Stored data entries:
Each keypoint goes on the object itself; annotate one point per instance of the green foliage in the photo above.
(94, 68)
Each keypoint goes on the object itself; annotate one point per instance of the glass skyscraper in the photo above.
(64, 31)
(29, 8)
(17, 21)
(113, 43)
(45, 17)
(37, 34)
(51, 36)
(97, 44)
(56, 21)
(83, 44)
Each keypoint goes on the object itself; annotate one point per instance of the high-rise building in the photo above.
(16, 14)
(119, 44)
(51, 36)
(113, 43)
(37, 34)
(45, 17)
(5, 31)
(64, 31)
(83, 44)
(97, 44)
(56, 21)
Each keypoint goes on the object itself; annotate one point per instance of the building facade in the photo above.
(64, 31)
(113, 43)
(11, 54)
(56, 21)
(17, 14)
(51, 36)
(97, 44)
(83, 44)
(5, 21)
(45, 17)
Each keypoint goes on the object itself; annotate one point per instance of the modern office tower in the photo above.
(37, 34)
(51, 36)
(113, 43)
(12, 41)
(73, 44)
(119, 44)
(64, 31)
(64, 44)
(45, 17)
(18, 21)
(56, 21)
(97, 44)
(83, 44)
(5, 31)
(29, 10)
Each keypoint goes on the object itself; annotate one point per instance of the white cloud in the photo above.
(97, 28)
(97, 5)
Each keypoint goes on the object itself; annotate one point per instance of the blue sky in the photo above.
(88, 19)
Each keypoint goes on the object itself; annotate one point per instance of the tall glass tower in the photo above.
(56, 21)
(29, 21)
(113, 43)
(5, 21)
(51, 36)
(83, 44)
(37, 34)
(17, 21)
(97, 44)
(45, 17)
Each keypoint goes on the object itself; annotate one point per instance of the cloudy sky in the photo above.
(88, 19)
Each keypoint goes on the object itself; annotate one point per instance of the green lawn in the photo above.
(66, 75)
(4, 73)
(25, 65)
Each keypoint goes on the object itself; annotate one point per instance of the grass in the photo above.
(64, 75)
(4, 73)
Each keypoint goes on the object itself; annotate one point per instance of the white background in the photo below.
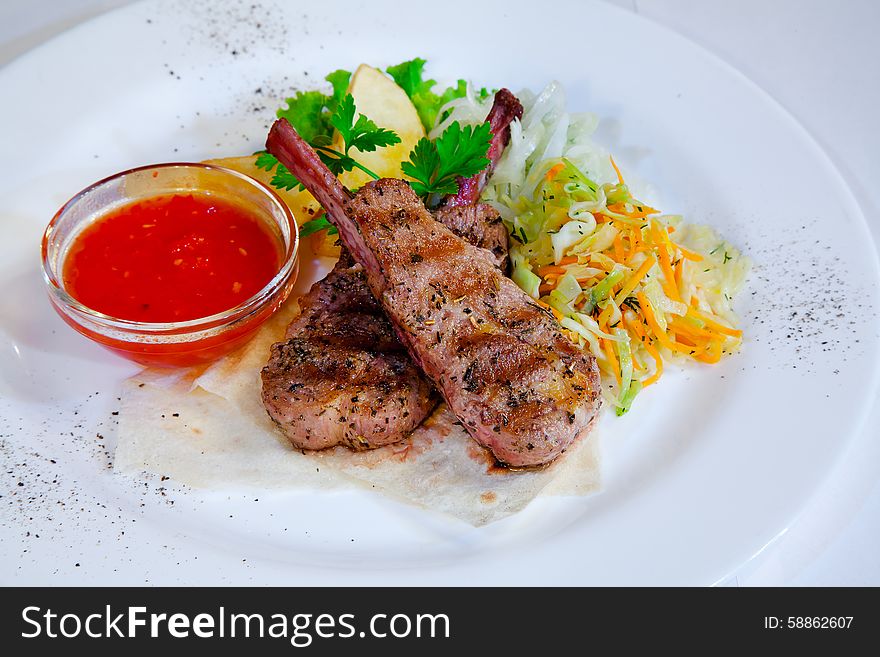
(821, 61)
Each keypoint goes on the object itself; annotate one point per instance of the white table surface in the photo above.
(821, 61)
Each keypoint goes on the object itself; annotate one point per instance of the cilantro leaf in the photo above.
(409, 76)
(435, 166)
(463, 150)
(423, 162)
(265, 160)
(316, 224)
(339, 81)
(283, 178)
(305, 111)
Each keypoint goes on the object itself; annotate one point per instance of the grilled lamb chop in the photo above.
(501, 362)
(480, 225)
(342, 376)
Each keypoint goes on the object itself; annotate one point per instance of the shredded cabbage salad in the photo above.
(634, 286)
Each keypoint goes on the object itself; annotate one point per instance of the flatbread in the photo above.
(208, 429)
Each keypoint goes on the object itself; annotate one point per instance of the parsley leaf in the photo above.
(409, 76)
(283, 178)
(458, 152)
(314, 225)
(306, 114)
(309, 115)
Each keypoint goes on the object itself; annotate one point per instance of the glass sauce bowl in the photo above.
(170, 344)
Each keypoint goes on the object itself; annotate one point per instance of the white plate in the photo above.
(707, 469)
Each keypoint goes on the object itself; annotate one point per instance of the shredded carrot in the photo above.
(616, 170)
(658, 362)
(637, 366)
(618, 248)
(606, 314)
(711, 323)
(687, 254)
(634, 280)
(638, 212)
(551, 174)
(687, 329)
(608, 348)
(665, 265)
(712, 354)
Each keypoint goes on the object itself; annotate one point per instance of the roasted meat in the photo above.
(342, 377)
(501, 362)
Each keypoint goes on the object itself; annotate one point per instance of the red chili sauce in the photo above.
(171, 258)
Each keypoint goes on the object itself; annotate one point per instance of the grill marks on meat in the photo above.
(342, 377)
(518, 385)
(461, 320)
(479, 225)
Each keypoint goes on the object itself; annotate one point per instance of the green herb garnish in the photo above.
(460, 151)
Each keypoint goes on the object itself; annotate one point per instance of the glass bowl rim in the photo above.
(246, 307)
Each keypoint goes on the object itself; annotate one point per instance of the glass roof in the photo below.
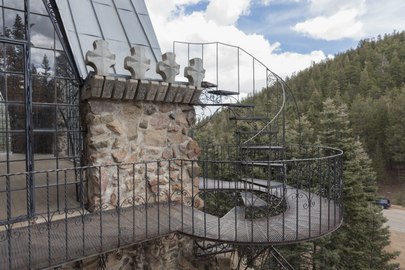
(122, 23)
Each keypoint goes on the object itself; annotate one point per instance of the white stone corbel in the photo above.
(195, 72)
(137, 63)
(168, 68)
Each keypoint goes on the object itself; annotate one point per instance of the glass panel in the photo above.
(14, 24)
(121, 50)
(15, 87)
(104, 2)
(133, 28)
(17, 123)
(124, 4)
(14, 58)
(62, 66)
(2, 56)
(5, 143)
(110, 23)
(37, 6)
(44, 143)
(67, 92)
(14, 4)
(43, 89)
(1, 22)
(42, 32)
(43, 117)
(42, 62)
(84, 17)
(140, 7)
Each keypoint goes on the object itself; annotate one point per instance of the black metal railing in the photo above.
(254, 203)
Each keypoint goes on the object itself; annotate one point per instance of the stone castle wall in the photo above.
(130, 133)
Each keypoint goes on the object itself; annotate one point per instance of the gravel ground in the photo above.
(396, 222)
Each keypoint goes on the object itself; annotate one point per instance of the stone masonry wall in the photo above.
(133, 132)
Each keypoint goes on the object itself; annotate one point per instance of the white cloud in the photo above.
(218, 23)
(330, 7)
(343, 24)
(227, 12)
(383, 18)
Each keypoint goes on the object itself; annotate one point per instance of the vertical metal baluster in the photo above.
(169, 199)
(66, 218)
(334, 192)
(8, 226)
(101, 207)
(254, 77)
(118, 207)
(328, 162)
(320, 190)
(48, 221)
(133, 202)
(297, 201)
(83, 213)
(310, 197)
(182, 199)
(158, 194)
(192, 195)
(146, 199)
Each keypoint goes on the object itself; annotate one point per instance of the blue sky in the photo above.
(296, 32)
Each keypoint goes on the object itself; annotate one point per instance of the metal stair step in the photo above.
(235, 105)
(222, 92)
(230, 215)
(205, 84)
(258, 163)
(242, 132)
(249, 199)
(248, 118)
(263, 147)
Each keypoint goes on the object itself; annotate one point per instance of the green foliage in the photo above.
(355, 102)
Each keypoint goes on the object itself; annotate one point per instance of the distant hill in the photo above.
(369, 79)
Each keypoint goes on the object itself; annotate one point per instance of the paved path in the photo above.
(396, 222)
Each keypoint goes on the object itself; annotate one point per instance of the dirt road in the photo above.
(396, 221)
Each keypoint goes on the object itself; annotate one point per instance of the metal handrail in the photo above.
(282, 82)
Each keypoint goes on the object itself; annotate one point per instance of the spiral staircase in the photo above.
(277, 192)
(254, 192)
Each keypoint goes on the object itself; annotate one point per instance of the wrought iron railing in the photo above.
(235, 204)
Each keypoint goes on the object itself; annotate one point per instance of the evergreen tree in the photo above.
(356, 244)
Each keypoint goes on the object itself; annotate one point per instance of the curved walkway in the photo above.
(71, 238)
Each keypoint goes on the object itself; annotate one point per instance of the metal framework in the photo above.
(257, 192)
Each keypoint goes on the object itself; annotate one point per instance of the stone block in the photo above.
(132, 132)
(153, 89)
(196, 96)
(115, 126)
(189, 95)
(119, 88)
(108, 87)
(161, 93)
(171, 93)
(155, 138)
(181, 93)
(94, 88)
(143, 86)
(131, 87)
(119, 155)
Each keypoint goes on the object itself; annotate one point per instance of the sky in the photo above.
(286, 35)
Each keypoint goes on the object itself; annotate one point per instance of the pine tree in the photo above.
(357, 244)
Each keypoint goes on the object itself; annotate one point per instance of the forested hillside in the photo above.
(356, 102)
(370, 80)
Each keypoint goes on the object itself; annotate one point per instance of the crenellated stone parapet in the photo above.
(99, 85)
(131, 121)
(116, 88)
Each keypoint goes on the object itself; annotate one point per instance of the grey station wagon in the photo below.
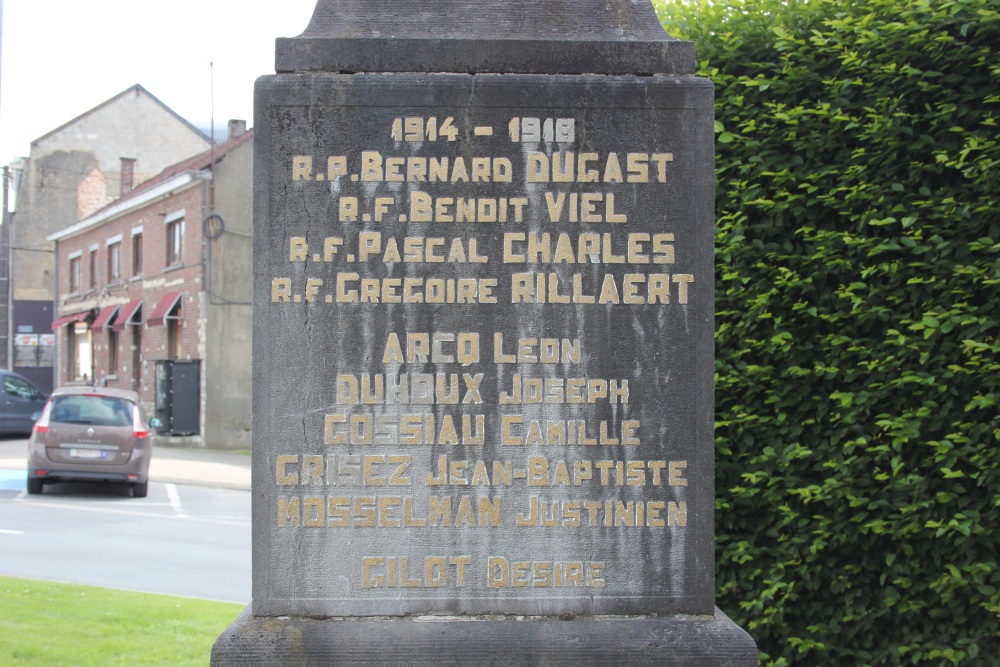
(91, 434)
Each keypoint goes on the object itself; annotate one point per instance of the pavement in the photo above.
(169, 465)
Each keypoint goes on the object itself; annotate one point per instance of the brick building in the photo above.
(73, 171)
(154, 292)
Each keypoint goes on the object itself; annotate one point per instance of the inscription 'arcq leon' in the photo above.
(482, 430)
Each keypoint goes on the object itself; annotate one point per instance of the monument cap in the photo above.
(542, 37)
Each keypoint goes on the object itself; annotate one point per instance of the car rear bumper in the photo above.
(88, 476)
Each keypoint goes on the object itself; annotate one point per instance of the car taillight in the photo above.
(139, 429)
(42, 425)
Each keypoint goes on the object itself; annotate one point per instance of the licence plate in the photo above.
(89, 453)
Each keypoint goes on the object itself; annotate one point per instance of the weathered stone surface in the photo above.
(692, 641)
(555, 37)
(483, 333)
(622, 286)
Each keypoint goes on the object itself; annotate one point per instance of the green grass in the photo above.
(45, 623)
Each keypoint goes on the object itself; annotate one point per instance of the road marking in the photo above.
(175, 500)
(94, 508)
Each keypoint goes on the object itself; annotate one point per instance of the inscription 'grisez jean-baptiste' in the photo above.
(517, 435)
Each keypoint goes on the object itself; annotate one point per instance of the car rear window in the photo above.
(95, 410)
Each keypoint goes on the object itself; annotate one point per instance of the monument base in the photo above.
(691, 641)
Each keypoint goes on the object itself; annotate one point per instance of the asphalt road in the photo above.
(180, 540)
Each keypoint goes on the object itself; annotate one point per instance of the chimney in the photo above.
(236, 128)
(128, 172)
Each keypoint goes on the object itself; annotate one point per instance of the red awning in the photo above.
(128, 314)
(163, 308)
(70, 319)
(103, 320)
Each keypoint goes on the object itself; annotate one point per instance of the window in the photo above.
(114, 261)
(80, 366)
(19, 388)
(112, 351)
(93, 268)
(173, 338)
(137, 254)
(74, 274)
(175, 241)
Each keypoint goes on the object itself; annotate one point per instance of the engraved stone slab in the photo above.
(483, 338)
(483, 352)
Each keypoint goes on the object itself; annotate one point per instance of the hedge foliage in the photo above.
(858, 218)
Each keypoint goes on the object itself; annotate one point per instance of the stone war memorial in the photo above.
(483, 342)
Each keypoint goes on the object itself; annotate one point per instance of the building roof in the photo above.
(183, 172)
(195, 163)
(131, 89)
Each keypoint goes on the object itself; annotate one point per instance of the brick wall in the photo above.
(153, 283)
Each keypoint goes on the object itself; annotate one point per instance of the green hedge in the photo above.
(858, 218)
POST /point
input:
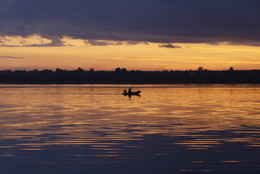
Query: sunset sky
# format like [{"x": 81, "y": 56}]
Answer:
[{"x": 135, "y": 34}]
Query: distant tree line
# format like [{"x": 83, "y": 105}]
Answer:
[{"x": 122, "y": 76}]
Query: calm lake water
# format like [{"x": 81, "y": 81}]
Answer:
[{"x": 94, "y": 129}]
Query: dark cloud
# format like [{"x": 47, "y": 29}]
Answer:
[
  {"x": 169, "y": 46},
  {"x": 165, "y": 21},
  {"x": 10, "y": 57}
]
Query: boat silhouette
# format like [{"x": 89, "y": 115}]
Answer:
[{"x": 131, "y": 93}]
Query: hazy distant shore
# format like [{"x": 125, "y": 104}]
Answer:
[{"x": 122, "y": 76}]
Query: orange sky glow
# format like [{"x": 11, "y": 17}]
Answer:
[{"x": 138, "y": 56}]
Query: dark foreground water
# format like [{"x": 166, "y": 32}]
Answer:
[{"x": 93, "y": 129}]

WHAT YOU SHOULD DO -
Lines holding "format" in the data above: copy each of them.

FINISHED TASK -
# format like [{"x": 81, "y": 56}]
# format like [{"x": 83, "y": 105}]
# format like [{"x": 81, "y": 81}]
# format like [{"x": 47, "y": 29}]
# format like [{"x": 89, "y": 115}]
# format like [{"x": 125, "y": 104}]
# format like [{"x": 11, "y": 17}]
# format like [{"x": 166, "y": 32}]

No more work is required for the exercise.